**The problem**
Rewrite the lines of each item below, changing "instance" to "occurrence" and keeping everything else the same. Omit the pictures from your answer.

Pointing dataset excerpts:
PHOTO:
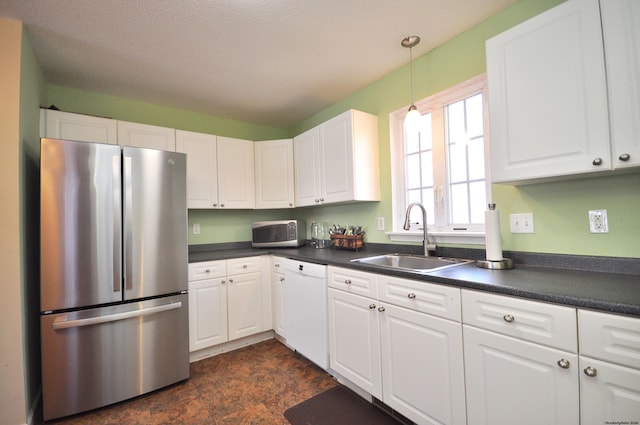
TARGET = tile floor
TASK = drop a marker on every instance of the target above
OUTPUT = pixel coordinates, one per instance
(250, 386)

**Solution**
PHOTO:
TARGET = tile floor
TASK = drop a marker on every occurrence of the target above
OUTPUT = pixel coordinates, one per occurrence
(250, 386)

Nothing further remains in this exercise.